- **WHAT IS EXPECTED**
Give the number of lines in the records below that include the word "camouflage", and add nothing to it.

[[ DATASET ENTRIES, beginning ]]

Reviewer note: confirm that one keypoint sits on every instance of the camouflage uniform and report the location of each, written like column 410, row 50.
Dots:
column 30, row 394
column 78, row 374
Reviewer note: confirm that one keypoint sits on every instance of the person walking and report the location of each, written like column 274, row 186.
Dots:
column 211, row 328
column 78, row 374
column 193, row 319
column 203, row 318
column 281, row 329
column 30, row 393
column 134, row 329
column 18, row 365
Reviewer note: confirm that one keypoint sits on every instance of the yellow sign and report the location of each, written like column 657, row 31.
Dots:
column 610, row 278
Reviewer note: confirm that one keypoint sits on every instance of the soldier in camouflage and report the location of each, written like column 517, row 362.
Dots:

[[ DATASET ENTRIES, end ]]
[[ DATASET ENTRIES, beginning ]]

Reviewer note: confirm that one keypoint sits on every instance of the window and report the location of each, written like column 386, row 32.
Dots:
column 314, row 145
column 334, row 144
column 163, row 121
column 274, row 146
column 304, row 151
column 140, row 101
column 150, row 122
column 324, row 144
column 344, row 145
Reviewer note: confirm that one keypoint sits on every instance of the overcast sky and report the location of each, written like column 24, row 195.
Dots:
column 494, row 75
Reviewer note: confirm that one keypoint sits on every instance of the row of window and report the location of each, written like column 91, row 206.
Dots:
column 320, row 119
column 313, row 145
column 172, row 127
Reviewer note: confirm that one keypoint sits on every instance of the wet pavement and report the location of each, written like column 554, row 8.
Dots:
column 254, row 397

[[ DATASET ENTRIES, end ]]
[[ DATASET ENTRIES, beginning ]]

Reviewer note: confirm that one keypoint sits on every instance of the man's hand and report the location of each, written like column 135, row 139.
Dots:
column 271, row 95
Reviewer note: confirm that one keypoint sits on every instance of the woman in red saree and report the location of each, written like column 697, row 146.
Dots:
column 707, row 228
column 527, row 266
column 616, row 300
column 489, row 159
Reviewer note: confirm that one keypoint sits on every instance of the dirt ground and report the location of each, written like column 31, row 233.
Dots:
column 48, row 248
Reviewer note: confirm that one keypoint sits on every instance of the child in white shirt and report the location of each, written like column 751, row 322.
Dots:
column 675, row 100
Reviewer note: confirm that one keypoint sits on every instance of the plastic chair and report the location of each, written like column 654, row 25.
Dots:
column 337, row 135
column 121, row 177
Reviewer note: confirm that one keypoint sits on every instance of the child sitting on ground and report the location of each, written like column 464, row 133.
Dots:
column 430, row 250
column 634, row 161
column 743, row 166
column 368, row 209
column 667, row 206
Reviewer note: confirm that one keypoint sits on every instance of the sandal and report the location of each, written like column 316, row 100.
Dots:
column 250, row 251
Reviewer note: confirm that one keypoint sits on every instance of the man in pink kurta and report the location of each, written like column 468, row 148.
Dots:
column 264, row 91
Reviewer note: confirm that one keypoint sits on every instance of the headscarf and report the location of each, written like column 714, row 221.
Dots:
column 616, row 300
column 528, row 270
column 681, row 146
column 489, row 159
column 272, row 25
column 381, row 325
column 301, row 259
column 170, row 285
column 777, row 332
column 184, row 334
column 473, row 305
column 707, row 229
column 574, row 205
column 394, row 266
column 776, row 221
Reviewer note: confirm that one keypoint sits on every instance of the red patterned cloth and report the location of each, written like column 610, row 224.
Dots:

[[ DATASET ENTRIES, end ]]

- **RESPONSE TO THIS EXERCISE**
2